# [Written exercise]
Can you return the records from their start through the line holding "point(37, 198)", inclusive, copied line for line with no changes and with the pictures left out?

━━━━━ Materials provided ━━━━━

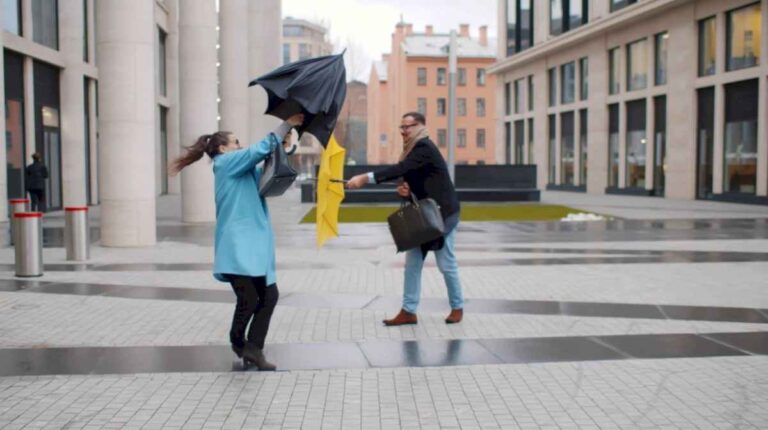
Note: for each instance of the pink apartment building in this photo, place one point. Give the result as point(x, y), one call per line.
point(414, 77)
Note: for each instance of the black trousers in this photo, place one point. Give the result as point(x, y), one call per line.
point(255, 303)
point(37, 198)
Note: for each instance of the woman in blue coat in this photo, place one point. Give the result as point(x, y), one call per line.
point(244, 246)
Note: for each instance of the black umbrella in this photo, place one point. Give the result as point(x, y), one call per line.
point(315, 87)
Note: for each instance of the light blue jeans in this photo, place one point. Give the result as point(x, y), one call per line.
point(446, 262)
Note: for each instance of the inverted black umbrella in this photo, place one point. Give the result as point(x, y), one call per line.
point(315, 87)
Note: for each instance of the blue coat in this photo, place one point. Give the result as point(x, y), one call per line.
point(244, 240)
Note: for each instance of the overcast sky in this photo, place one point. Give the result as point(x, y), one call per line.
point(370, 23)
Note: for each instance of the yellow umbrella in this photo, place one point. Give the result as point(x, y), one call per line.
point(330, 191)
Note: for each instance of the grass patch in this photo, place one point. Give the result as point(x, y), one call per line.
point(508, 212)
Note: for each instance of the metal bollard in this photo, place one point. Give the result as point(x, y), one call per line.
point(29, 244)
point(76, 234)
point(16, 206)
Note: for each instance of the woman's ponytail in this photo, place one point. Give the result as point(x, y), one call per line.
point(205, 144)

━━━━━

# [Task result]
Note: for each instance of the pink apartment building in this photo, place one point. Give the result as point(x, y), one call per line.
point(414, 77)
Note: for each instance of the black trousers in this photo, place one point. Give the result as point(x, y), one call per line.
point(255, 303)
point(37, 198)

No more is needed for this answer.